>> BEGIN PROVIDED PASSAGE

Clarification: An earlier version of this story stated that Angling Company owner Nathaniel Linville held world records for tarpon. The world records are for sharks. The story has been updated.
“I’ve got a fish at two o’clock. Seventy feet. Coming fast. See him?”
Fishing guide Bill Houze spoke with quiet urgency from atop the platform suspended four feet above the stern of the 17-foot skiff.
“I see him,” said my friend Mike Traugott, scanning the horizon from his position on the bow, his nine-foot fly rod poised for a cast.
Beneath the riffled surface, a five-foot-long tarpon, a relic from the age of the dinosaurs, swam three feet beneath the surface on a diagonal course that would bring the 80-pound fish just off the bow.
“Start casting when I tell you,” Bill whispered, digging the foot of his 24-foot push pole into the mud at the bottom to propel the skiff forward, gondolier style, into deeper water off Florida’s Marquesas Keys, 20 miles west of Key West.
Mike lifted up the fly rod, then swept it back and forward in a repeated series of precisely executed motions, part of the art of the fly cast.
Mike abruptly stopped his rod at the end of its forward arc. The three-inch yellow fox fur fly dropped straight down and directly ahead of the oncoming fish.
“Strip! Strip! Strip!” Bill directed Mike to start. “He’s on it!”

>> END PROVIDED PASSAGE
>> BEGIN STORED RECORDS

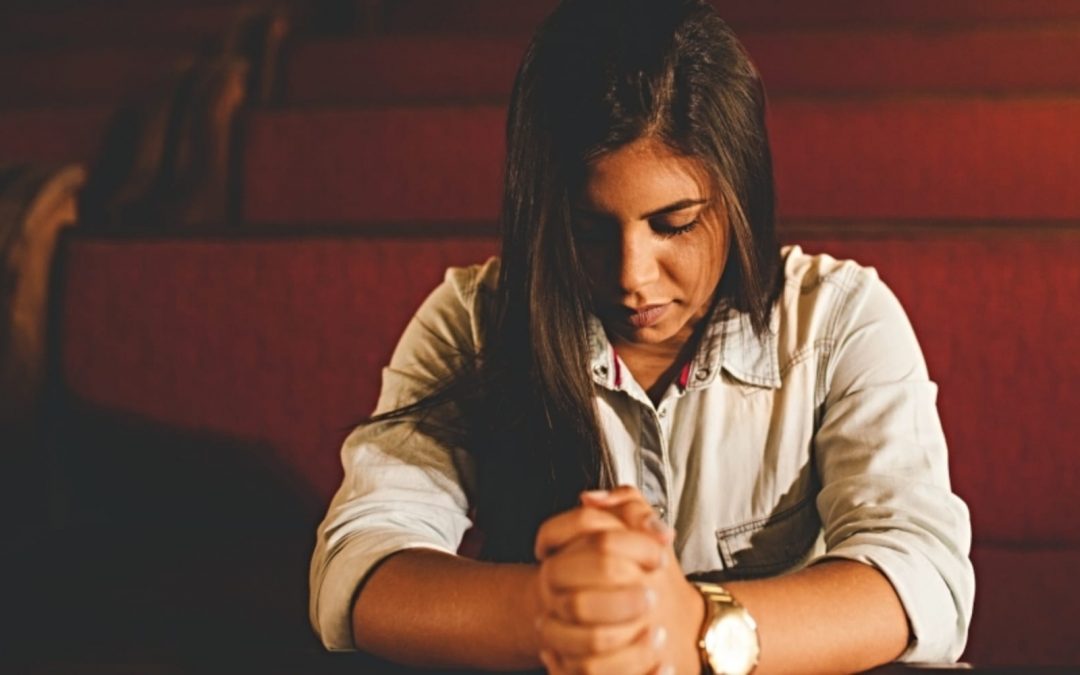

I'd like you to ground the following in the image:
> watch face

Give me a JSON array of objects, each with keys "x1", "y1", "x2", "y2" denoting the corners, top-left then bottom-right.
[{"x1": 705, "y1": 612, "x2": 758, "y2": 675}]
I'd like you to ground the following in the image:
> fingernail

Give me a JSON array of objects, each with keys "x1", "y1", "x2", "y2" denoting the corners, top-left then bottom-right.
[
  {"x1": 652, "y1": 625, "x2": 667, "y2": 649},
  {"x1": 581, "y1": 490, "x2": 611, "y2": 501},
  {"x1": 645, "y1": 589, "x2": 659, "y2": 609},
  {"x1": 645, "y1": 515, "x2": 672, "y2": 536}
]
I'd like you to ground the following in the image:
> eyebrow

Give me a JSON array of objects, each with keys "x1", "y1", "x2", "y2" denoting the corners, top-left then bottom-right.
[{"x1": 575, "y1": 199, "x2": 708, "y2": 220}]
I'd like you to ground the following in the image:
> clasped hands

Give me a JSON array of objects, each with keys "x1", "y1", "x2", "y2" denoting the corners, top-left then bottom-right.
[{"x1": 536, "y1": 486, "x2": 704, "y2": 675}]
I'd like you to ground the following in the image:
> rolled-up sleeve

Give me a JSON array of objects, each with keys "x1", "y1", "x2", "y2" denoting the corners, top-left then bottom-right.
[
  {"x1": 814, "y1": 269, "x2": 975, "y2": 662},
  {"x1": 310, "y1": 262, "x2": 491, "y2": 650}
]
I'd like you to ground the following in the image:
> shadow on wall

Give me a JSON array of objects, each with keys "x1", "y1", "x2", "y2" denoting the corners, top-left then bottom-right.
[{"x1": 0, "y1": 402, "x2": 325, "y2": 659}]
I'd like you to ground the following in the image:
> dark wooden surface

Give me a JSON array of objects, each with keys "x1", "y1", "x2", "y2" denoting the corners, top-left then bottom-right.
[{"x1": 10, "y1": 650, "x2": 1080, "y2": 675}]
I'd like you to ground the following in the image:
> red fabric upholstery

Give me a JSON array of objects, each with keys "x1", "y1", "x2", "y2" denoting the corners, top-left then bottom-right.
[
  {"x1": 739, "y1": 27, "x2": 1080, "y2": 96},
  {"x1": 48, "y1": 229, "x2": 1080, "y2": 664},
  {"x1": 0, "y1": 106, "x2": 111, "y2": 164},
  {"x1": 60, "y1": 234, "x2": 495, "y2": 503},
  {"x1": 790, "y1": 230, "x2": 1080, "y2": 546},
  {"x1": 0, "y1": 2, "x2": 242, "y2": 48},
  {"x1": 244, "y1": 98, "x2": 1080, "y2": 222},
  {"x1": 383, "y1": 0, "x2": 1080, "y2": 32},
  {"x1": 283, "y1": 27, "x2": 1080, "y2": 104},
  {"x1": 244, "y1": 106, "x2": 505, "y2": 224},
  {"x1": 963, "y1": 545, "x2": 1080, "y2": 673},
  {"x1": 0, "y1": 46, "x2": 192, "y2": 106},
  {"x1": 282, "y1": 36, "x2": 526, "y2": 104}
]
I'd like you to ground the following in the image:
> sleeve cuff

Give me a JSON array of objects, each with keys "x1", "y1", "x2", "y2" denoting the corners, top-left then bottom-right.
[
  {"x1": 311, "y1": 530, "x2": 455, "y2": 651},
  {"x1": 813, "y1": 532, "x2": 974, "y2": 663}
]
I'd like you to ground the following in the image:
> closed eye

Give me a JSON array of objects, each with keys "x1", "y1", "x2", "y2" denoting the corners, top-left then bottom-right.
[{"x1": 652, "y1": 217, "x2": 701, "y2": 238}]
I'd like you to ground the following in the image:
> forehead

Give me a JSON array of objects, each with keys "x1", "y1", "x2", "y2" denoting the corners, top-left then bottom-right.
[{"x1": 579, "y1": 138, "x2": 710, "y2": 214}]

>> END STORED RECORDS

TASKS →
[1] Duplicate the tarpon fishing story between "Fishing guide Bill" and "the fly cast.", inclusive.
[2] Pick up the tarpon fishing story after its final line and write the next part.

OUTPUTS IN ORDER →
[1]
Fishing guide Bill Houze spoke with quiet urgency from atop the platform suspended four feet above the stern of the 17-foot skiff.
“I see him,” said my friend Mike Traugott, scanning the horizon from his position on the bow, his nine-foot fly rod poised for a cast.
Beneath the riffled surface, a five-foot-long tarpon, a relic from the age of the dinosaurs, swam three feet beneath the surface on a diagonal course that would bring the 80-pound fish just off the bow.
“Start casting when I tell you,” Bill whispered, digging the foot of his 24-foot push pole into the mud at the bottom to propel the skiff forward, gondolier style, into deeper water off Florida’s Marquesas Keys, 20 miles west of Key West.
Mike lifted up the fly rod, then swept it back and forward in a repeated series of precisely executed motions, part of the art of the fly cast.

[2]
The sea parted 25 feet off the bow. The bright silver fish rocketed out of the water and fell back with a cratering splash. A heartbeat later, the water erupted again. The frantic fish catapulted clear of the surface, its massive gill plates flaring, and somersaulted head over tail before crashing awkwardly back into the water.
Two more jumps and the fish abruptly quit its air show and bolted away from the skiff, spinning 200 feet of line off the reel in a few adrenaline-pumping seconds.
Twenty minutes later, the tug of war ended. The beaten tarpon, its silver, mirrorlike scales glinting in the sun, lay by the skiff. Bill grabbed the leader and reached to dislodge the fly. The 10-foot fluorocarbon strand at the end of his fly line snapped.
“Good job,” Bill said. The giant fish swam off to rejoin uncounted tens of thousands of its kind on their annual spawning migration.
Each year in the spring and early summer, tens of thousands of anglers come to Key West and elsewhere in the Keys, drawn by this giant, acrobatic fish. Together, these visitors pump an estimated $25 million into the Keys economy.
Key West and, to a lesser extent, Islamorada in the Middle Keys, are the epicenters of the sport. The Florida state record for tarpons, a 243-pound behemoth, was caught in Key West in 1975 — and on lighter 20-pound test line, as opposed to the 30-to-80 pound line most fishermen use in their quests. These days, a fish weighing more than 120 pounds is toast-worthy at the Green Parrot, off Duval Street, as well as in anglers’ other favorite Key West bars.
Ernest Hemingway chased tarpons out of Key West. So did Zane Grey. Theodore Roosevelt and Ted Williams were tarpon anglers. A photo of former president George H.W. Bush in Andy Mill’s book “A Passion for Tarpon” shows the 41st president holding a giant tarpon in his lap, a giddy little-boy smile on his face.
Tarpons can be caught with spinning, conventional or fly tackle. In the bad old days, some anglers even harpooned them. Happily, the sport has evolved. Today, catching a 100-pound plus tarpon on a delicate graphite fly rod weighing less than three ounces is, for many, fishing’s ultimate moment.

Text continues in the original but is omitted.